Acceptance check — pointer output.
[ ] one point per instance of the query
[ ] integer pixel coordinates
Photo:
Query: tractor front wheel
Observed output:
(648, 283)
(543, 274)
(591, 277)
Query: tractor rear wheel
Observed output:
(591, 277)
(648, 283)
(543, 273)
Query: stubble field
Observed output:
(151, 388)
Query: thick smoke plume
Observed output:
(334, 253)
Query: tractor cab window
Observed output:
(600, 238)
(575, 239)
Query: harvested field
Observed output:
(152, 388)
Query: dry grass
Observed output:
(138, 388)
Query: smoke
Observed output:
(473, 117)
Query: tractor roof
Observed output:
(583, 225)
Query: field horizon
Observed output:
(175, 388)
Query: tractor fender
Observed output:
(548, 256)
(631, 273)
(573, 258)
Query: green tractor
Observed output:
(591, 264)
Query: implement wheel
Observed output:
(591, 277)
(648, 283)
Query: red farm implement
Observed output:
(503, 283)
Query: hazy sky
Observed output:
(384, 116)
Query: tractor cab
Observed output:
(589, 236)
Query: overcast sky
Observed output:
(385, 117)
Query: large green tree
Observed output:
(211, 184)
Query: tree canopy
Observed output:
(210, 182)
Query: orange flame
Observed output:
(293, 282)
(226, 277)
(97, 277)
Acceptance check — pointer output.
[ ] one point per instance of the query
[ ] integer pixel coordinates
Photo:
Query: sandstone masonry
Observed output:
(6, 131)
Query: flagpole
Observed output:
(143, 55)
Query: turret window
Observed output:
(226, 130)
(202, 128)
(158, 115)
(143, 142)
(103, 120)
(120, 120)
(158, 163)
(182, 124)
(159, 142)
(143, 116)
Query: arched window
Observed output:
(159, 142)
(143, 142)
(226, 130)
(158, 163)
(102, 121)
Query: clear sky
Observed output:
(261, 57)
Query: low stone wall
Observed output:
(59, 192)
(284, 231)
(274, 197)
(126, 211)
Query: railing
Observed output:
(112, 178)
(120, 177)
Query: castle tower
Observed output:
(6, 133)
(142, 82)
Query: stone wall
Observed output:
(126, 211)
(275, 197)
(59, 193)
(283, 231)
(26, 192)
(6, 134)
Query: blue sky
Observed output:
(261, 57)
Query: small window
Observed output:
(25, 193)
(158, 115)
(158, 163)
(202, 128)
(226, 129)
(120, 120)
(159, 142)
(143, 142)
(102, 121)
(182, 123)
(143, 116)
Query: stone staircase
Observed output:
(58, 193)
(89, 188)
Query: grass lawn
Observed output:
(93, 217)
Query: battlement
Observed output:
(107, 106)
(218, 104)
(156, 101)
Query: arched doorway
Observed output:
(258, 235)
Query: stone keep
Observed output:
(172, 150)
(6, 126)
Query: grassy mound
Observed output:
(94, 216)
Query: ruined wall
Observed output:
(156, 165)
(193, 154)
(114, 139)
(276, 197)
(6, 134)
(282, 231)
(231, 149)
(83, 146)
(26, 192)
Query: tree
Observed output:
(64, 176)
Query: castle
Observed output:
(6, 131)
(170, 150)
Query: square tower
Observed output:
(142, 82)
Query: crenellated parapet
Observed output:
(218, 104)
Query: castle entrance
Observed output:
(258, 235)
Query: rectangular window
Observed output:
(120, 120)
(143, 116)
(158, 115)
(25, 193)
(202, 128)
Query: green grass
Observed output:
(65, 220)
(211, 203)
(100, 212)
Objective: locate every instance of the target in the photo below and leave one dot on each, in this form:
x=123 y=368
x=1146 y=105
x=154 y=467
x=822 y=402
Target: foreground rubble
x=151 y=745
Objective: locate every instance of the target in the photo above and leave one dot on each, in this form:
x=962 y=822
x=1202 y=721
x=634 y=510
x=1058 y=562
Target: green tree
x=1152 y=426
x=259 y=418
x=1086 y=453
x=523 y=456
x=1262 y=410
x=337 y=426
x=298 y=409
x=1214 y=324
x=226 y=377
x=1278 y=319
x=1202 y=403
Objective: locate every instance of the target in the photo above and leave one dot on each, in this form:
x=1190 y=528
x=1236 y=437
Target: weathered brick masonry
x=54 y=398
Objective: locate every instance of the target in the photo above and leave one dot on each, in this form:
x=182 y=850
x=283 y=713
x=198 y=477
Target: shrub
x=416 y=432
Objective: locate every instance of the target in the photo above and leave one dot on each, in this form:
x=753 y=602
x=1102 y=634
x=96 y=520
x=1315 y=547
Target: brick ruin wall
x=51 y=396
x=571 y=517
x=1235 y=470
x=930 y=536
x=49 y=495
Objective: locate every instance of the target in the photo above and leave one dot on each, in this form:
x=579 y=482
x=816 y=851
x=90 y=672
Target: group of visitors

What the task asks:
Nothing in the data should be altered; please repeat it exactly.

Exercise answer:
Acceptance check — pointer output.
[ ] one point per instance of the query
[ ] integer pixel coordinates
Photo:
Query: tractor front wheel
Observed output:
(648, 283)
(543, 274)
(591, 277)
Query: tractor rear wheel
Observed output:
(591, 277)
(648, 283)
(543, 273)
Query: stubble field
Observed output:
(151, 388)
Query: thick smoke plume
Observed output:
(334, 253)
Query: tractor cab window
Observed output:
(600, 238)
(575, 239)
Query: harvested field
Observed output:
(152, 388)
Query: dry grass
Observed output:
(138, 388)
Query: smoke
Observed output:
(473, 117)
Query: tractor roof
Observed output:
(583, 225)
Query: field horizon
Observed output:
(175, 388)
Query: tractor fender
Observed output:
(548, 256)
(631, 273)
(573, 258)
Query: green tractor
Observed output:
(591, 264)
Query: implement wheel
Observed output:
(591, 277)
(648, 283)
Query: red farm implement
Observed output:
(503, 283)
Query: hazy sky
Observed output:
(384, 116)
Query: tractor cab
Observed output:
(589, 236)
Query: overcast sky
Observed output:
(385, 117)
Query: large green tree
Observed output:
(211, 184)
Query: tree canopy
Observed output:
(210, 182)
Query: orange flame
Observed output:
(293, 282)
(226, 277)
(97, 277)
Acceptance check — pointer output.
[ ] one point per instance of the query
[ ] integer pixel coordinates
Photo:
Query: sandstone masonry
Observed output:
(6, 131)
Query: flagpole
Observed output:
(143, 55)
Query: turret window
Observed output:
(226, 130)
(202, 128)
(158, 115)
(143, 142)
(103, 120)
(120, 120)
(158, 163)
(182, 124)
(159, 142)
(143, 116)
Query: arched window
Observed output:
(159, 142)
(143, 142)
(226, 130)
(158, 163)
(102, 121)
Query: clear sky
Observed output:
(261, 57)
Query: low stone wall
Observed output:
(59, 192)
(284, 231)
(274, 197)
(126, 211)
Query: railing
Observed output:
(112, 178)
(120, 177)
Query: castle tower
Observed output:
(6, 133)
(142, 82)
Query: stone wall
Observed output:
(126, 211)
(275, 197)
(59, 193)
(283, 231)
(26, 192)
(6, 134)
Query: blue sky
Observed output:
(261, 57)
Query: small window
Observed output:
(25, 193)
(158, 115)
(158, 163)
(202, 128)
(226, 129)
(120, 120)
(159, 142)
(143, 142)
(102, 121)
(182, 123)
(143, 116)
Query: stone staircase
Observed output:
(58, 193)
(89, 188)
Query: grass lawn
Observed output:
(93, 217)
Query: battlement
Observed output:
(107, 106)
(218, 104)
(156, 101)
Query: arched doorway
Observed output:
(258, 235)
Query: stone keep
Observed output:
(172, 150)
(6, 126)
Query: grassy mound
Observed output:
(94, 216)
Query: ruined wall
Observed output:
(156, 165)
(193, 154)
(114, 139)
(276, 197)
(6, 134)
(282, 231)
(231, 149)
(83, 146)
(26, 192)
Query: tree
Observed output:
(64, 176)
Query: castle
Observed output:
(6, 131)
(170, 150)
Query: square tower
Observed output:
(142, 82)
Query: crenellated parapet
Observed output:
(218, 104)
Query: castle entrance
Observed output:
(258, 235)
Query: rectangular window
Observed output:
(120, 120)
(143, 116)
(158, 115)
(25, 193)
(202, 128)
Query: green grass
Observed output:
(65, 220)
(211, 203)
(100, 212)
Objective: locate every instance of the target in the photo below and leave one dot on each, in this form:
x=123 y=368
x=1146 y=105
x=154 y=467
x=822 y=402
Target: foreground rubble
x=151 y=745
Objective: locate every instance of the target in the photo above and leave one dot on each, in this form:
x=962 y=822
x=1202 y=721
x=634 y=510
x=1058 y=562
Target: green tree
x=1152 y=426
x=259 y=418
x=1086 y=453
x=523 y=456
x=1262 y=410
x=337 y=426
x=298 y=409
x=1214 y=324
x=226 y=377
x=1278 y=319
x=1202 y=403
Objective: locate every instance of the target in the photo above and leave one dot on each, in this form:
x=1190 y=528
x=1236 y=437
Target: weathered brick masonry
x=54 y=398
Objective: locate every instance of the target in the photo above and leave one dot on each, in this form:
x=182 y=850
x=283 y=713
x=198 y=477
Target: shrub
x=416 y=432
Objective: locate every instance of the target in the photo above and leave one dot on each, in this form:
x=753 y=602
x=1102 y=634
x=96 y=520
x=1315 y=547
Target: brick ruin wall
x=51 y=396
x=571 y=517
x=1235 y=470
x=930 y=536
x=49 y=495
Objective: locate every instance of the target in the photo above and leave one dot on each, in this form:
x=579 y=482
x=816 y=851
x=90 y=672
Target: group of visitors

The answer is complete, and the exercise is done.